- PROBLEMS TO WORK ON -
[1] Can you pull out, word for word, the part of the document processing page starting at "Document processing is" and ending at "background queue system."?
[2] Can you extend the document processing page, picking up right after its final line?

Document Processing
How George AI converts documents into searchable, AI-ready content
What is Document Processing?
Document processing is the automated pipeline that transforms raw files (PDFs, Word docs, images) into text content and vector embeddings that can be searched semantically and used by AI assistants.
Every file uploaded or crawled into a Library goes through this processing pipeline automatically, managed by a background queue system.
Extraction
Converts documents to markdown text using format-specific parsers and OCR for images
Embedding
Splits text into chunks and generates vector embeddings for semantic search
Processing Pipeline
When a file is uploaded or crawled, a processing task is automatically created and queued:
Task Creation
A content processing task is created and added to the queue with status pending
Status: pending Processing started: (waiting) Extraction Phase
Text and images are extracted from the document based on its format
Extraction Methods:
- • PDF: Text extraction + OCR for images
- • Office (Word, Excel, PPT): Native parsers
- • Images: Vision model OCR
- • Archives: Extract and process contents
- • HTML/Markdown: Direct conversion
Configuration Options:
- • Enable/disable text extraction
- • Enable/disable image processing
- • OCR model selection
- • OCR prompt customization
- • OCR image scale
- • OCR timeout
Settings configured at Library level
Status: extracting Extraction started: 2025-01-15 10:30:15 Output: document.md (extracted markdown) Embedding Phase
Extracted text is chunked and converted to vector embeddings for semantic search
| Step | Description |
|---|---|
| 1. Chunking | Text is split into smaller chunks (paragraphs or sections) for efficient processing |
| 2. Embedding | Each chunk is converted to a vector embedding using the configured AI model |
| 3. Storage | Embeddings are stored in Typesense vector database for fast semantic search |
Status: embedding Embedding started: 2025-01-15 10:30:45 Chunks created: 127 Embedding model: nomic-embed-text Embedding Configuration (Library-level):
- • Embedding Model: Which AI model to use (e.g., nomic-embed-text, mxbai-embed-large)

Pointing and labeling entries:
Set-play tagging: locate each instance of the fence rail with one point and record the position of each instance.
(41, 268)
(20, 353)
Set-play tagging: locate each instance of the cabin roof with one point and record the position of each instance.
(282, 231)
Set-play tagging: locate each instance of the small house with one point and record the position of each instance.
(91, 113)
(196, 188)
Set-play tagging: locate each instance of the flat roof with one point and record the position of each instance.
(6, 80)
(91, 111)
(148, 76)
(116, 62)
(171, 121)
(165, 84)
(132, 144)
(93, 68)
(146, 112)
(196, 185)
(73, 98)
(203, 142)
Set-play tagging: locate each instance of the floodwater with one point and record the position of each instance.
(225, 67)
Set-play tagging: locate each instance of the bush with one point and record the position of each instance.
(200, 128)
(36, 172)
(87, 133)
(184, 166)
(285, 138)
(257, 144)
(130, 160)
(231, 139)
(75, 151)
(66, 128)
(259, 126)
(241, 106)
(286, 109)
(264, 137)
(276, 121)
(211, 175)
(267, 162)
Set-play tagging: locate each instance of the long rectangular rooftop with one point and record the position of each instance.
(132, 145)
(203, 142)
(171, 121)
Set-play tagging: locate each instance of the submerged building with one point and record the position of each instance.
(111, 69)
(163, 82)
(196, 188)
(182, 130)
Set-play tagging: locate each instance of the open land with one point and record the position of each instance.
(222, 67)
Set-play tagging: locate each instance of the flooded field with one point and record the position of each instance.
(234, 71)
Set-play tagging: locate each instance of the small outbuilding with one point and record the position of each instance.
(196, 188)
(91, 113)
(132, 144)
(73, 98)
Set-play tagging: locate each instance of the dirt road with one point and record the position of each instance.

- RESPONSES TO THE EXERCISE -
[1]
Document processing is the automated pipeline that transforms raw files (PDFs, Word docs, images) into text content and vector embeddings that can be searched semantically and used by AI assistants.
Every file uploaded or crawled into a Library goes through this processing pipeline automatically, managed by a background queue system.

[2]
- • Embedding Timeout: Maximum time allowed for embedding generation
Processing Complete
Task is marked as completed. File is now searchable and available for AI assistants.
Status: completed Processing finished: 2025-01-15 10:31:02 Total processing time: 47,000 ms File is now searchable! Processing Queue System
George AI uses a background queue system to manage processing tasks efficiently:
Content Processing Queue
Handles text extraction and embedding generation for all files
Enrichment Queue
Handles AI-powered data extraction for List enrichment fields
Queue Worker Behavior
Worker continuously picks up pending tasks and processes them
Worker is paused. No new tasks are processed, but tasks already in progress continue
Automatic Processing
Files are processed automatically when added to a Library. This behavior can be configured in Library settings using the "Auto-process crawled files" option.
Processing Task States
| State | Description | Next Step |
|---|---|---|
none | No processing has been initiated | Wait for task creation or trigger manually |
pending | Task is queued and waiting for a worker | Worker will pick it up automatically |
validating | File format and integrity are being checked | Moves to extracting or validationFailed |
extracting | Text and images are being extracted | Moves to embedding or extractionFailed |
embedding | Vector embeddings are being generated | Moves to completed or embeddingFailed |
completed | Processing finished successfully | File is searchable and ready |
failed | Processing failed at some stage | Retry via file menu or queue management |
timedOut | Processing exceeded configured timeout | Retry with adjusted timeout or check file |
cancelled | Task was manually cancelled | Create new task if needed |
Monitoring Processing
You can monitor and manage processing tasks through the Admin Panel:
Processing Queue Dashboard
Admin Panel → Processing Queue
View Task Statistics:
- • Pending tasks count
- • Currently processing tasks
- • Failed tasks
- • Completed tasks
- • Last processed timestamp
Management Actions:
- • Start/Stop queue workers
- • Retry failed tasks
- • Clear failed tasks
- • Clear pending tasks
- • Cancel specific tasks
Troubleshooting Processing Issues
Possible Causes:
- Queue worker is stopped
- Too many tasks overwhelming the queue
- System resources exhausted
Solutions:
- Check Admin Panel → Processing Queue to verify worker is running
- Start the worker if stopped
- Monitor system CPU/memory usage
- Consider adding more AI Service servers for parallel processing
Possible Causes:
- File is corrupted or unsupported format
- File is extremely large (100+ pages)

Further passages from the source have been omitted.